START Listed entries

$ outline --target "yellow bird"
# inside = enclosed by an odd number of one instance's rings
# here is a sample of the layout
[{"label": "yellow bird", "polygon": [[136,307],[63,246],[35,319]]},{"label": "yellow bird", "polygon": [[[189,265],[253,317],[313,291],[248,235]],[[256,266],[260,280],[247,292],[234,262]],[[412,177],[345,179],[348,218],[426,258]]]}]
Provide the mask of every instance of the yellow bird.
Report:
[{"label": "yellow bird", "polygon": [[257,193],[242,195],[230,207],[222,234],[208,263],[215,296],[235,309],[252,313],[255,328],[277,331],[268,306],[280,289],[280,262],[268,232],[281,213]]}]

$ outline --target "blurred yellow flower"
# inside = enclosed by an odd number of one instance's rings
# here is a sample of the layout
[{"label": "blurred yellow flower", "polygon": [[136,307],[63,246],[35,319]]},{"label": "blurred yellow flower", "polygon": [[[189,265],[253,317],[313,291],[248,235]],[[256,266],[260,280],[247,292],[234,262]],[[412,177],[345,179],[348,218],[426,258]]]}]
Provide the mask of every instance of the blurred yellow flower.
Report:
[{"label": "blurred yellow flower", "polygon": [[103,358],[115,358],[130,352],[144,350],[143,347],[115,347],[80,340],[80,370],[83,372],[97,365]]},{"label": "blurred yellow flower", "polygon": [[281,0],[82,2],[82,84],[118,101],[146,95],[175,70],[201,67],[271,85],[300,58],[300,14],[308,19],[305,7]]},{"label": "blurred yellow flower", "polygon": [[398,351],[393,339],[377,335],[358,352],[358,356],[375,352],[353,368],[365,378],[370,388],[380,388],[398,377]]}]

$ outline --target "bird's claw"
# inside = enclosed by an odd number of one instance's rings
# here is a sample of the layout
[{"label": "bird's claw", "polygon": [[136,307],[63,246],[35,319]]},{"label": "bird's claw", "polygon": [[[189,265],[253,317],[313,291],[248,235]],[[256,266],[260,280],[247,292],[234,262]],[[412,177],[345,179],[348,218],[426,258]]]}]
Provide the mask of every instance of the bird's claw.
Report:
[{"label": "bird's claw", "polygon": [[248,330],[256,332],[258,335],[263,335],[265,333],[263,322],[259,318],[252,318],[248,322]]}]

END Listed entries

### Work to be completed
Please reproduce the records above in their entirety, exactly as given.

### Result below
$ outline --target "yellow bird"
# inside = enclosed by an odd number of one instance's rings
# here is a sample of the layout
[{"label": "yellow bird", "polygon": [[136,307],[63,246],[35,319]]},{"label": "yellow bird", "polygon": [[[189,265],[253,317],[313,291],[248,235]],[[256,266],[260,280],[247,292],[234,262]],[[412,177],[345,179],[348,218],[426,258]]]}]
Provide the mask of every instance of the yellow bird.
Report:
[{"label": "yellow bird", "polygon": [[257,193],[242,195],[230,207],[222,234],[208,263],[215,296],[235,309],[252,313],[255,328],[277,331],[268,306],[280,289],[280,262],[268,232],[281,213]]}]

$ outline --target "blurred yellow flower"
# inside = enclosed by an odd number of one instance's rings
# here is a sample of the layout
[{"label": "blurred yellow flower", "polygon": [[136,307],[63,246],[35,319]]},{"label": "blurred yellow flower", "polygon": [[[189,265],[253,317],[313,291],[248,235]],[[256,266],[260,280],[247,292],[234,262]],[[412,177],[345,179],[348,218],[426,258]]]}]
Provide the mask of every instance of the blurred yellow flower.
Report:
[{"label": "blurred yellow flower", "polygon": [[103,358],[115,358],[130,352],[144,350],[143,347],[115,347],[80,340],[80,370],[83,372],[97,365]]},{"label": "blurred yellow flower", "polygon": [[281,0],[82,2],[82,84],[118,101],[146,95],[175,70],[201,67],[271,85],[300,58],[300,14],[308,19],[305,7]]},{"label": "blurred yellow flower", "polygon": [[398,351],[393,339],[377,335],[358,352],[358,356],[375,352],[353,368],[365,378],[370,388],[380,388],[398,377]]}]

$ outline --target "bird's claw"
# inside = enclosed by an odd number of one instance's rings
# here is a sample of the layout
[{"label": "bird's claw", "polygon": [[136,307],[63,246],[35,319]]},{"label": "bird's claw", "polygon": [[[189,265],[253,317],[313,291],[248,235]],[[256,266],[260,280],[247,292],[234,262]],[[412,177],[345,179],[348,218],[426,258]]]}]
Provide the mask of every instance of the bird's claw.
Report:
[{"label": "bird's claw", "polygon": [[248,330],[256,332],[258,335],[263,335],[265,333],[263,322],[259,318],[252,318],[248,322]]}]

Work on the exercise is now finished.